=== Work instructions ===
The result should be every line of the listing that contains "provide".

=== Material for this exercise ===
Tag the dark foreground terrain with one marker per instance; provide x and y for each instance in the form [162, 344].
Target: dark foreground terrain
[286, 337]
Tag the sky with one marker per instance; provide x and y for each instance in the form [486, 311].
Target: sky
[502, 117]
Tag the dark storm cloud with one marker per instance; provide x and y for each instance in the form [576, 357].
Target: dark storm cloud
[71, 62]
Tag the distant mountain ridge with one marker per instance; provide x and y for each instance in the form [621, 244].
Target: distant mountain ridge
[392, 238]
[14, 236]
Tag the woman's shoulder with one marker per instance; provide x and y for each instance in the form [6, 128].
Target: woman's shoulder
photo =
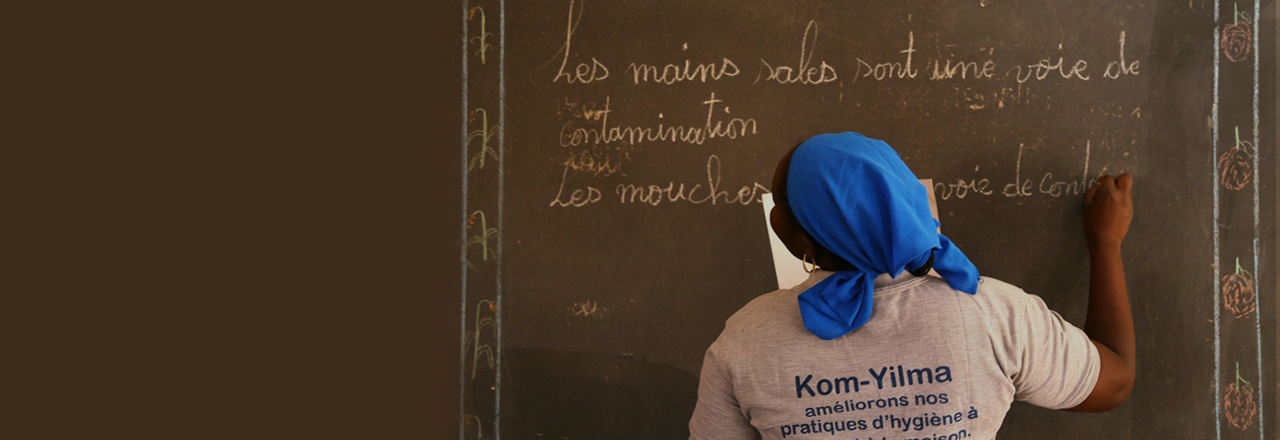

=== Reply ===
Tag the dark foreground terrain with one marker per instance; provide x and y for each instance in the form [162, 344].
Tag the sky with one marker per instance; provide x and y for each instance in the form [486, 311].
Tag the dark storm cloud with one marker per instance; provide x and y for each instance in the form [576, 357].
Tag the distant mountain ridge with one marker per instance; provide x and y for each instance in the form [621, 244].
Tag the woman's shoulder with one marker per instance; provide x and y for each instance in the form [6, 128].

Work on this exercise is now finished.